*Your instructions:*
Extract each line in the listing below that contains the word "yellowing".

*Data for the task:*

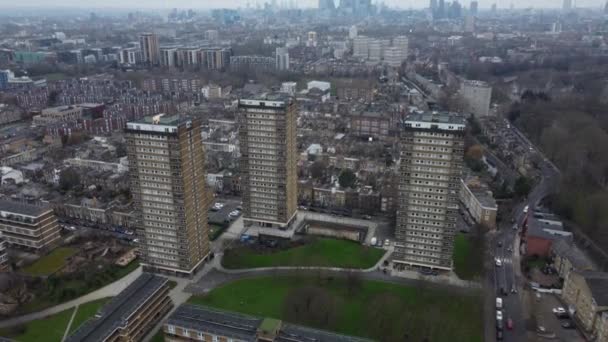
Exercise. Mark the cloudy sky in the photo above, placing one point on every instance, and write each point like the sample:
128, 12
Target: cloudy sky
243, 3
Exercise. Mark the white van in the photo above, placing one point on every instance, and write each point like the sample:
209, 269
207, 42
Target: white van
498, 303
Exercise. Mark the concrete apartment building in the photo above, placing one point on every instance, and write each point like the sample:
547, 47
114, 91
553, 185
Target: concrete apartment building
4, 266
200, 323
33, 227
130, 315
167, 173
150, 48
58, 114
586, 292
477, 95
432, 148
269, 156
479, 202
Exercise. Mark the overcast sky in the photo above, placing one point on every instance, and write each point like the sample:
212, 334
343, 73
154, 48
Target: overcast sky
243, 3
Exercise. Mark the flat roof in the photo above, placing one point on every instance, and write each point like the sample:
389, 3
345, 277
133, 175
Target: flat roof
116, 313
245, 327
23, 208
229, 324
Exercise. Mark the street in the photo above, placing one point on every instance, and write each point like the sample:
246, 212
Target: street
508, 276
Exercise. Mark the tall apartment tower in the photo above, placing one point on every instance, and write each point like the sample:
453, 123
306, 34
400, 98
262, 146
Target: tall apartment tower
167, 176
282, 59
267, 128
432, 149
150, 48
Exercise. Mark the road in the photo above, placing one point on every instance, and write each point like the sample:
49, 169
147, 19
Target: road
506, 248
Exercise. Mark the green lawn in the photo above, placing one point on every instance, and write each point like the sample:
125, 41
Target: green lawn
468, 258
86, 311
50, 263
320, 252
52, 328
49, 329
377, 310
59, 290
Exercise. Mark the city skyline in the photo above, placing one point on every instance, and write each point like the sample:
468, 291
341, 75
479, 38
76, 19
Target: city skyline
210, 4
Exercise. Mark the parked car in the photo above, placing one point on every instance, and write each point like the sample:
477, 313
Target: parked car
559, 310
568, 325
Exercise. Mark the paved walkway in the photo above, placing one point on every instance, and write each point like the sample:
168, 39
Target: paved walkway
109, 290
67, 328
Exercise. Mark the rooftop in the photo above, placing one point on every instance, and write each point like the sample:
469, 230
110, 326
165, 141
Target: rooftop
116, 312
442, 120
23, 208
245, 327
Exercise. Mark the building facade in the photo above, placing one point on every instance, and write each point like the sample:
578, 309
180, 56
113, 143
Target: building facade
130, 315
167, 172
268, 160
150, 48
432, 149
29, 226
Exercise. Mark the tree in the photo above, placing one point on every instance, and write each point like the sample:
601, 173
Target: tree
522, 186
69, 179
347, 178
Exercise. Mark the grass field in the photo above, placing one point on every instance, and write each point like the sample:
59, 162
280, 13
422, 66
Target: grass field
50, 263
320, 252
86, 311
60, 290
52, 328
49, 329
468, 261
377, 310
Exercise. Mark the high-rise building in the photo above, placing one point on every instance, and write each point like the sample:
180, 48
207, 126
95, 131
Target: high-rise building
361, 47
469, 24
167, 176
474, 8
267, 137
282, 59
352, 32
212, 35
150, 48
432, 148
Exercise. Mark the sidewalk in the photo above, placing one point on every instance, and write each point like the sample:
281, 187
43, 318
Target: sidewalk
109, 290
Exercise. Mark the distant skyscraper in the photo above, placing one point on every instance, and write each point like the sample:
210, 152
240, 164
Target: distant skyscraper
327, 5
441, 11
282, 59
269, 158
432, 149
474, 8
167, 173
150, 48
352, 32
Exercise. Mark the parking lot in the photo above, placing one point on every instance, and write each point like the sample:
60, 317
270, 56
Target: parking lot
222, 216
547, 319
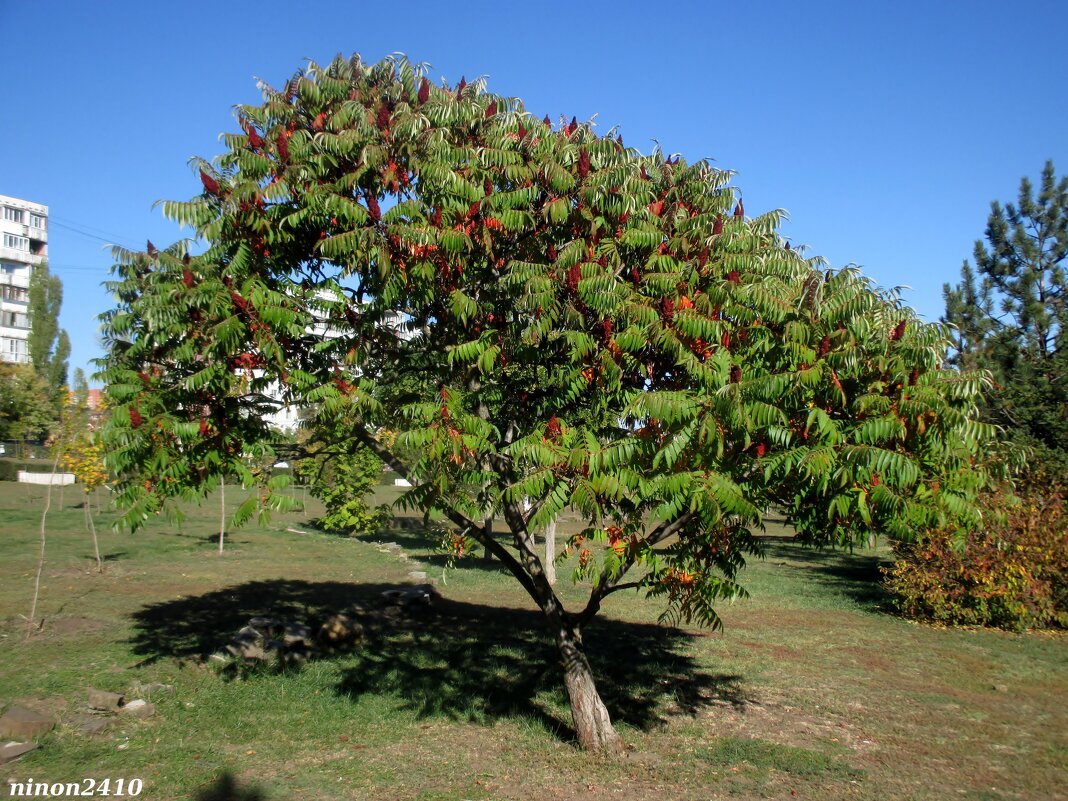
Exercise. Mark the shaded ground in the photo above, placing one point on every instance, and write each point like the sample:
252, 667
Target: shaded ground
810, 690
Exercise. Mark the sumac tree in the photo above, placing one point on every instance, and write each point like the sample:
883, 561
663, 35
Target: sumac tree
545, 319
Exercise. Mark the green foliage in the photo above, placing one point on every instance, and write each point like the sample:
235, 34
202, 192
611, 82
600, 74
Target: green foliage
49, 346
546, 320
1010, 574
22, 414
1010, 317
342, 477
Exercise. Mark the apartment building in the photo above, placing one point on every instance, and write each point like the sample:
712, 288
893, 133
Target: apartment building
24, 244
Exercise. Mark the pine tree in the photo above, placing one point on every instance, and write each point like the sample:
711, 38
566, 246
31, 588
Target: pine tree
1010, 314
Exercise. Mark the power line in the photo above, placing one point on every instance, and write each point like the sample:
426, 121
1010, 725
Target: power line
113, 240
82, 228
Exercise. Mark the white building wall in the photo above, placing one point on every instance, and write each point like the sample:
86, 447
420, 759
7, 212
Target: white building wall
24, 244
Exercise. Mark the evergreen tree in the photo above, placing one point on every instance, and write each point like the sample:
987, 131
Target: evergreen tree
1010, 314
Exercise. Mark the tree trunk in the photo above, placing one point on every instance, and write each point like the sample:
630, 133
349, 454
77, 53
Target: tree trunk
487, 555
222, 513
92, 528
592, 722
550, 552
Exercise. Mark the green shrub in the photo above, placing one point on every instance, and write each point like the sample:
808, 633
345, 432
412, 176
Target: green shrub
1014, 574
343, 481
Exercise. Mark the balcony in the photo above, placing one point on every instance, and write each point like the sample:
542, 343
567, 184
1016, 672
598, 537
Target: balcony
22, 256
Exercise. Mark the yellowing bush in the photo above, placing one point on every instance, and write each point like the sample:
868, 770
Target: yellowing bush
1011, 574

==

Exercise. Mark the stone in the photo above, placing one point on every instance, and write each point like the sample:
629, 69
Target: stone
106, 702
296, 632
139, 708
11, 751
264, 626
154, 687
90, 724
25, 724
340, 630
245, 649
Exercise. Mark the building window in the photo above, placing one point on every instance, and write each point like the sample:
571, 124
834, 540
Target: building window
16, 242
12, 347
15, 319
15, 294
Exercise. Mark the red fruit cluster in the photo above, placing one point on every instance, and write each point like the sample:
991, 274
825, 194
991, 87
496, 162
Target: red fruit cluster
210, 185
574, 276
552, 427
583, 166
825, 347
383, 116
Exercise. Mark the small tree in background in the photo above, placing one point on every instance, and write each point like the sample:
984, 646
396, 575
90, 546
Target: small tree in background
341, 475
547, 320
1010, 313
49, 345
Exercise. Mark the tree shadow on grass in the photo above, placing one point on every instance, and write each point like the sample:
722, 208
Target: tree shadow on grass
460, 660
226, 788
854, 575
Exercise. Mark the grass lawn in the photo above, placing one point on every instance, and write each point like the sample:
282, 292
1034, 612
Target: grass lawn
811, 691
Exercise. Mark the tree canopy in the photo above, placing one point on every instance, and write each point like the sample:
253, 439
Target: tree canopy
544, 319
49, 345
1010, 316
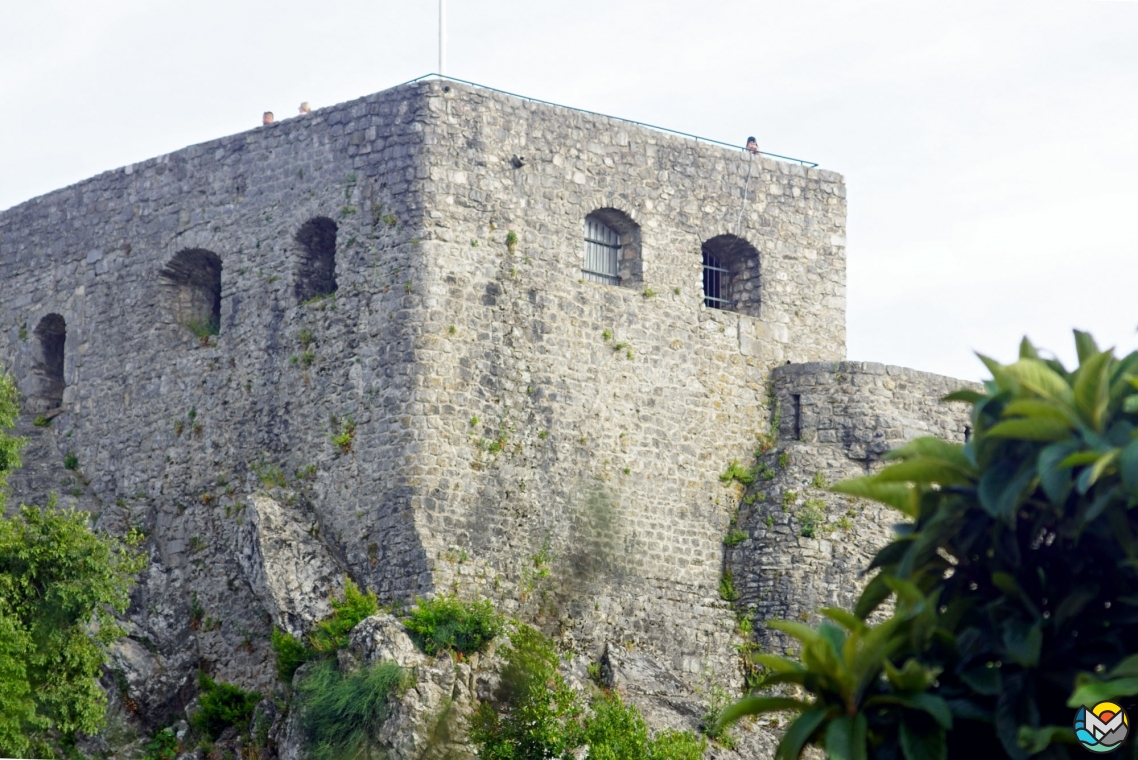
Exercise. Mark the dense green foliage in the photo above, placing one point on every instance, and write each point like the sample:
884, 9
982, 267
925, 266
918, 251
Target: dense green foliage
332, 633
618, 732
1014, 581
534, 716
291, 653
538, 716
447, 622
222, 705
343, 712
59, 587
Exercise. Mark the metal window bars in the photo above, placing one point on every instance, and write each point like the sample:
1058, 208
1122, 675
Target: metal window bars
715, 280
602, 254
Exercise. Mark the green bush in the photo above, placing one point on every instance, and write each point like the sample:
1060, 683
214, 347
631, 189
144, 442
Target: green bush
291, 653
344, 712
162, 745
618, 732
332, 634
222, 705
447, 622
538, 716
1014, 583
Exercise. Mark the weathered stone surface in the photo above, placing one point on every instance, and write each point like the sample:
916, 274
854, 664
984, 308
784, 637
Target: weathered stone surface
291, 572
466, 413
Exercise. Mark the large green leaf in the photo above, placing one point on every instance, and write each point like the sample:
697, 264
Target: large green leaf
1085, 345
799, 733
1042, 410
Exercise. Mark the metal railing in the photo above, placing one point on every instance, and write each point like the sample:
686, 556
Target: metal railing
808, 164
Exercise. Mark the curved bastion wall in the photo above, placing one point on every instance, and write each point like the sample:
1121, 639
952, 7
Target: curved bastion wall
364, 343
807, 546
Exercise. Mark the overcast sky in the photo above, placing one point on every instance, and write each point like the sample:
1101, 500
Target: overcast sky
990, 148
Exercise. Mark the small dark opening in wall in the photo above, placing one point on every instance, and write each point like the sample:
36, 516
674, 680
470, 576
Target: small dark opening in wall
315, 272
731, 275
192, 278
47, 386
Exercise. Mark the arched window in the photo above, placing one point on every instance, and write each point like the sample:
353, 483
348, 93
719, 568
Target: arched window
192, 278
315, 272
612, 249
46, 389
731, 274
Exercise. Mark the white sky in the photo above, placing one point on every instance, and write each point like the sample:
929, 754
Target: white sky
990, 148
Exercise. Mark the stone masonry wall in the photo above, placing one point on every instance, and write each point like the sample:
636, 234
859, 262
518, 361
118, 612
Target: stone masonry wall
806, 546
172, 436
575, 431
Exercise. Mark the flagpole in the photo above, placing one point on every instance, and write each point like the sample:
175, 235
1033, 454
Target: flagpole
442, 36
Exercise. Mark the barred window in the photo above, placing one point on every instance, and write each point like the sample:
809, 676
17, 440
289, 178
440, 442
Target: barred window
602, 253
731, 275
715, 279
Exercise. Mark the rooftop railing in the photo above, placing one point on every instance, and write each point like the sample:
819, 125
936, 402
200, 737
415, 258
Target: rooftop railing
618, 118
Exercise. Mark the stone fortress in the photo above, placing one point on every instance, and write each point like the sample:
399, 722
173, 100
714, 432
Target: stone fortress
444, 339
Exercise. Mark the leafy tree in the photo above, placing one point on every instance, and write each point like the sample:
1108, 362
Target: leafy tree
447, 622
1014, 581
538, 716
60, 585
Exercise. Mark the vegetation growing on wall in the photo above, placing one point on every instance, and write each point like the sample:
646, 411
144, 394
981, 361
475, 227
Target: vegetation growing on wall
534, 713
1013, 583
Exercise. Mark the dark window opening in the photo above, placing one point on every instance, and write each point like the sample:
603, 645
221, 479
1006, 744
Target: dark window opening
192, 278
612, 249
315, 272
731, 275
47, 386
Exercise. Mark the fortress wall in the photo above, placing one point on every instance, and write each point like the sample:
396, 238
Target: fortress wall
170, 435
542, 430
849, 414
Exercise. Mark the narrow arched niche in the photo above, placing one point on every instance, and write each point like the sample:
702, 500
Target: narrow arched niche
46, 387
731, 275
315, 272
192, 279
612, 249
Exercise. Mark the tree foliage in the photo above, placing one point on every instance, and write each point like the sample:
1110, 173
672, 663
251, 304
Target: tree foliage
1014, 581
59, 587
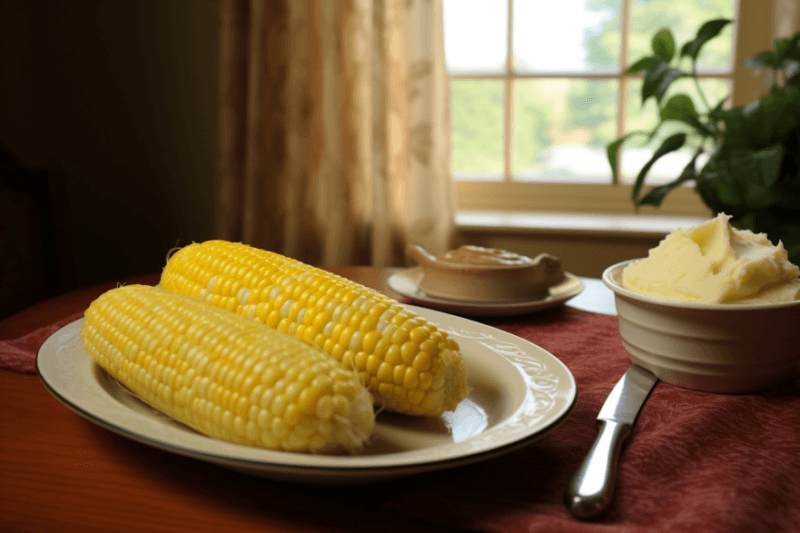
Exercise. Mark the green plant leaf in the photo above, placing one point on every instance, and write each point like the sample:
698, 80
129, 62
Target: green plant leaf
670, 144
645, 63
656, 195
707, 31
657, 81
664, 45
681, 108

--

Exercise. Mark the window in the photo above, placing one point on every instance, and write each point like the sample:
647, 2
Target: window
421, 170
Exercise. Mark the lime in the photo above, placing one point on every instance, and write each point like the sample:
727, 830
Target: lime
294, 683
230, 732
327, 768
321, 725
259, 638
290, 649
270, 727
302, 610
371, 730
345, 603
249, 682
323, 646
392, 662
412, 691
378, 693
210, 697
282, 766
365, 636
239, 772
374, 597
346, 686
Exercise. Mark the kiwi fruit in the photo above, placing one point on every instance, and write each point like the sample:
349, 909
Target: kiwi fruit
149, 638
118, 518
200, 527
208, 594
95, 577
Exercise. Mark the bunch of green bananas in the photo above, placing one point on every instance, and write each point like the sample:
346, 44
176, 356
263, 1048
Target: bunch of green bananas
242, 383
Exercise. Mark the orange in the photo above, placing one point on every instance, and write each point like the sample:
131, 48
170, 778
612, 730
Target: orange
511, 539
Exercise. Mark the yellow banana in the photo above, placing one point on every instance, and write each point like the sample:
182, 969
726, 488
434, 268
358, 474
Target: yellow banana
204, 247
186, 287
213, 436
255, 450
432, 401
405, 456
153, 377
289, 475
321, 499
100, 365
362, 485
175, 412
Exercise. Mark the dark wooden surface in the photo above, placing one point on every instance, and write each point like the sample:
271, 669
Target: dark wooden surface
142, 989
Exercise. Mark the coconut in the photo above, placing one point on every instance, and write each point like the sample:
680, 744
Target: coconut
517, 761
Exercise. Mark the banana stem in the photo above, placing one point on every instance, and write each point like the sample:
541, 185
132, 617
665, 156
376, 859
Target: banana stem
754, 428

*Correct answer:*
Exercise. Mark the yellowing bush in the photo above, placing one point on every instance, and write each point like the sample:
Target: yellowing bush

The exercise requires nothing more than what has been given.